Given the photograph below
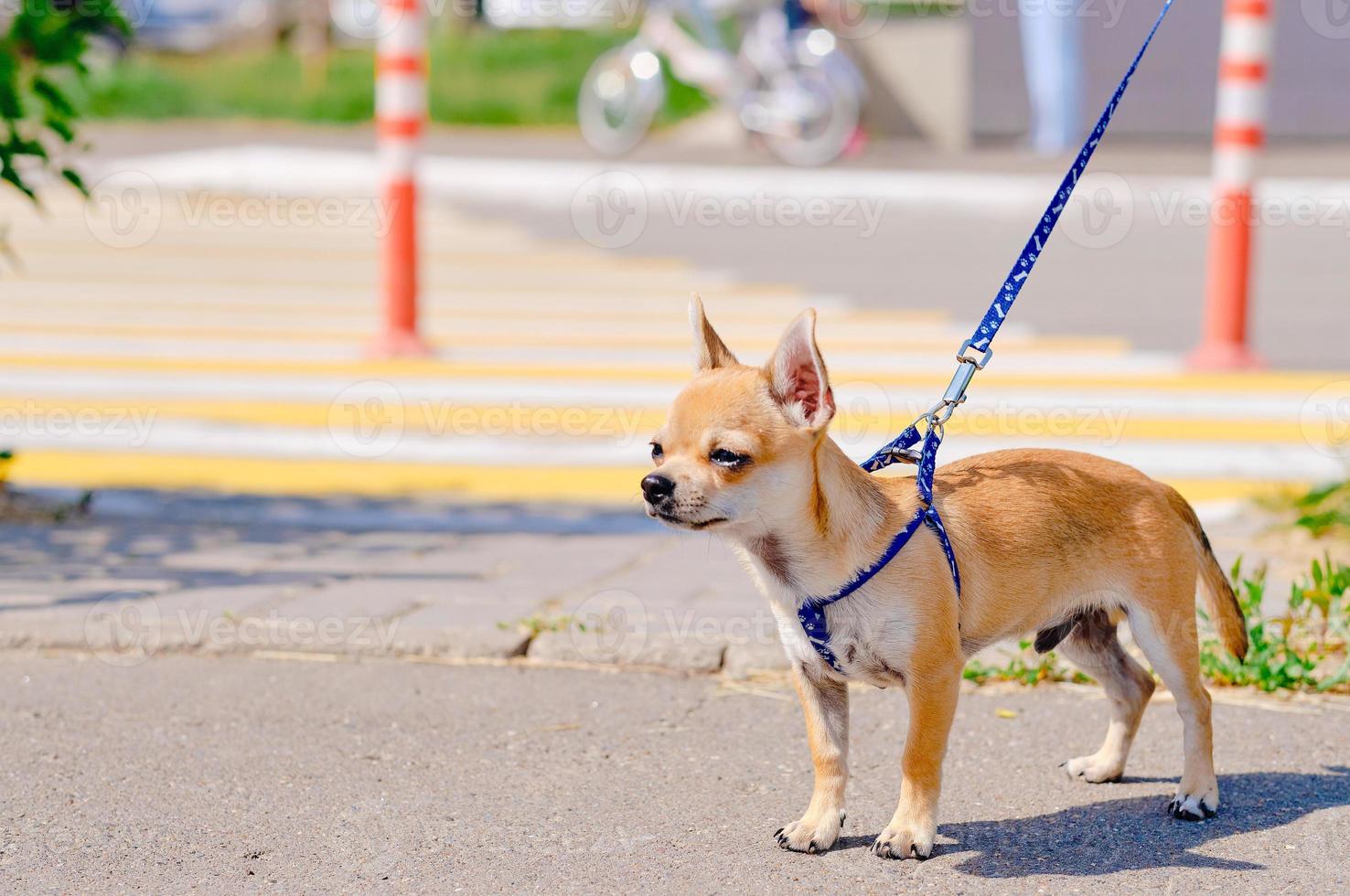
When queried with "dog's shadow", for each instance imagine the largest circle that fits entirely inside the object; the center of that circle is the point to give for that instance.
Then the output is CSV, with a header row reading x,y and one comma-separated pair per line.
x,y
1133,834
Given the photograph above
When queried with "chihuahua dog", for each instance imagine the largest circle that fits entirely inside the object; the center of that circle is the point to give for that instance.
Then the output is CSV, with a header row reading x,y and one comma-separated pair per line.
x,y
1057,543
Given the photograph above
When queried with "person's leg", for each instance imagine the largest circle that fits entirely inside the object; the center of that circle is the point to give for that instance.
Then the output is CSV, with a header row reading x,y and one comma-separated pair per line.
x,y
1052,54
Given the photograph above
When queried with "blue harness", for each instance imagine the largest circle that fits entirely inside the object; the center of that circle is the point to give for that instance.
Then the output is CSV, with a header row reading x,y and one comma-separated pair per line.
x,y
929,428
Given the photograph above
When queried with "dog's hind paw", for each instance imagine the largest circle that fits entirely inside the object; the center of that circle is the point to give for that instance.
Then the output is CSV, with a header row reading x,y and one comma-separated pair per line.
x,y
811,834
1193,808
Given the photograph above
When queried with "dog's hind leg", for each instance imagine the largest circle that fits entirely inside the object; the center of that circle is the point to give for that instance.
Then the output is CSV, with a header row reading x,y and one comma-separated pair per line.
x,y
825,705
1165,630
1094,648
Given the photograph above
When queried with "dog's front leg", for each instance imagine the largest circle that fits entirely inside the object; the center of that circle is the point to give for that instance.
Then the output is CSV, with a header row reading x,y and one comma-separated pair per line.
x,y
825,705
932,697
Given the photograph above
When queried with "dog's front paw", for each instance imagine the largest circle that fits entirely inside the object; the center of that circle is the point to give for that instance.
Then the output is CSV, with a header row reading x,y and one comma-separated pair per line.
x,y
811,833
1095,770
905,841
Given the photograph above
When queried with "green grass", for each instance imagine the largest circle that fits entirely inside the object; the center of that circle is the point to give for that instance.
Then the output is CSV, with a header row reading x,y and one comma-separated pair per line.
x,y
1324,512
1301,649
477,76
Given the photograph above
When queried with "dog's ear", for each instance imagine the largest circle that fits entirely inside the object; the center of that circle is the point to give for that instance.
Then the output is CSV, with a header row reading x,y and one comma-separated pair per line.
x,y
709,348
797,376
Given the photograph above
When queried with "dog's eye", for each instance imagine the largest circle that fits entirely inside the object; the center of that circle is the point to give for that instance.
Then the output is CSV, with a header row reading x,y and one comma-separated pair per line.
x,y
725,458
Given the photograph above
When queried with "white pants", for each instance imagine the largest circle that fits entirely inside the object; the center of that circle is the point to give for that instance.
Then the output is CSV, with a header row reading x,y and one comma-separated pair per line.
x,y
1052,53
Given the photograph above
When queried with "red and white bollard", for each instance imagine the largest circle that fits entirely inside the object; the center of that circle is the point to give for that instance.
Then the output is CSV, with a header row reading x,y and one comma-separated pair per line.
x,y
400,112
1238,136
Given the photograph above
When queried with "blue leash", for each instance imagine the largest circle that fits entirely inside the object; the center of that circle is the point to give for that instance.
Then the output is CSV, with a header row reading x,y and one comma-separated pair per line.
x,y
811,613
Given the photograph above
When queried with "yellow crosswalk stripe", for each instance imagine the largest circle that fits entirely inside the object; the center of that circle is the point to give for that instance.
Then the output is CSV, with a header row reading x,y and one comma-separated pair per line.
x,y
1298,382
465,420
613,486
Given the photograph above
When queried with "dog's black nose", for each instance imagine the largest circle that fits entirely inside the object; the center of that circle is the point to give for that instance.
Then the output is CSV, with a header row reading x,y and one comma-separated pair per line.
x,y
655,487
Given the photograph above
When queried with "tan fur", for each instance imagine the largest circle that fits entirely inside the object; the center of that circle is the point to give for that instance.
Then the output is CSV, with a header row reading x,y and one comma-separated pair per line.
x,y
1043,538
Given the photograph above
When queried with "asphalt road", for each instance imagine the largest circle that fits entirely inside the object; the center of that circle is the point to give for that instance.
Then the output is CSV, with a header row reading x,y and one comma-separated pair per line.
x,y
238,774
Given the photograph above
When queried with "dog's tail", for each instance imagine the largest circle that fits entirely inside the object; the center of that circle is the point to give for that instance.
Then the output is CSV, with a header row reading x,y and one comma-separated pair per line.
x,y
1218,592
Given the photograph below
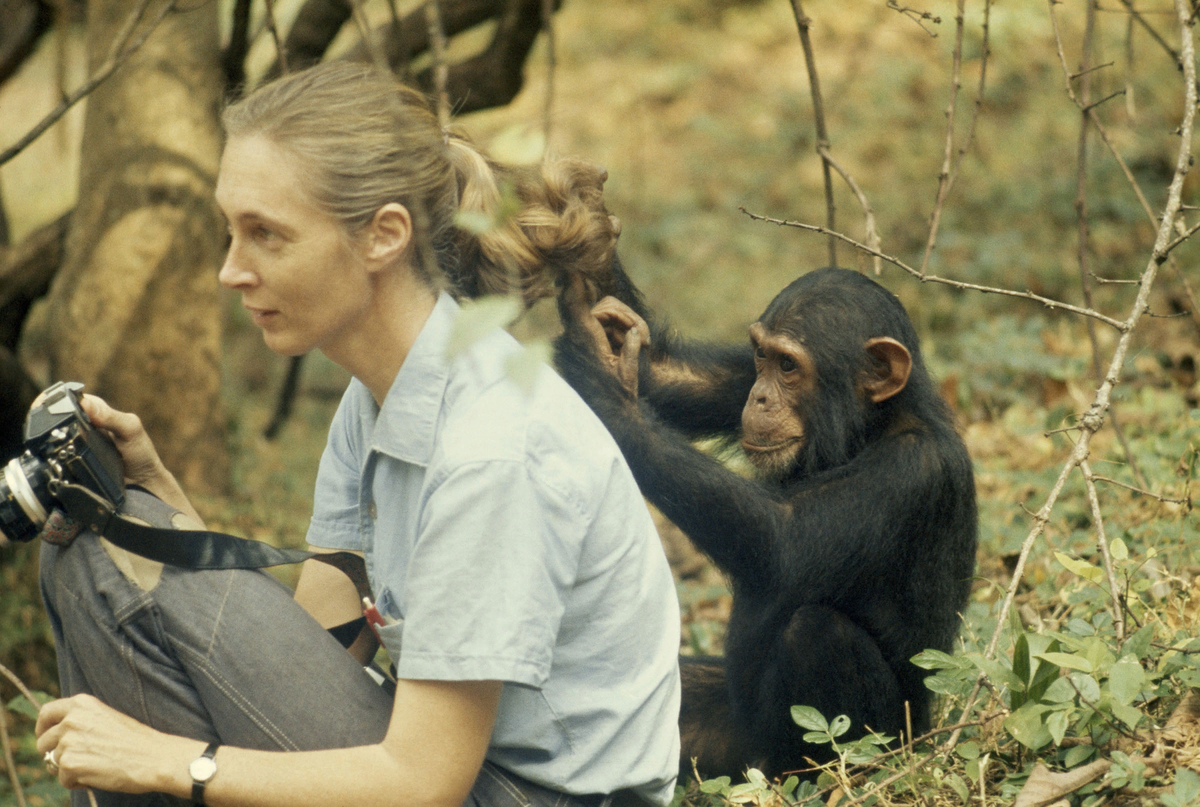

* [Exercise details]: Locate each line in the records above that contains the string "white" and copy those lines out in full. Case counts, so match the capitalization exactly.

* [Response to the task]:
When queried with "white pants", for each instance imagine the largest circle that fits entirely inside the object; the center of that circle is the point to give for that instance.
When queried with "red and white bollard", for each instance imagine the largest circle that fits entirely inside the object; the center of that circle is the point to give for that instance.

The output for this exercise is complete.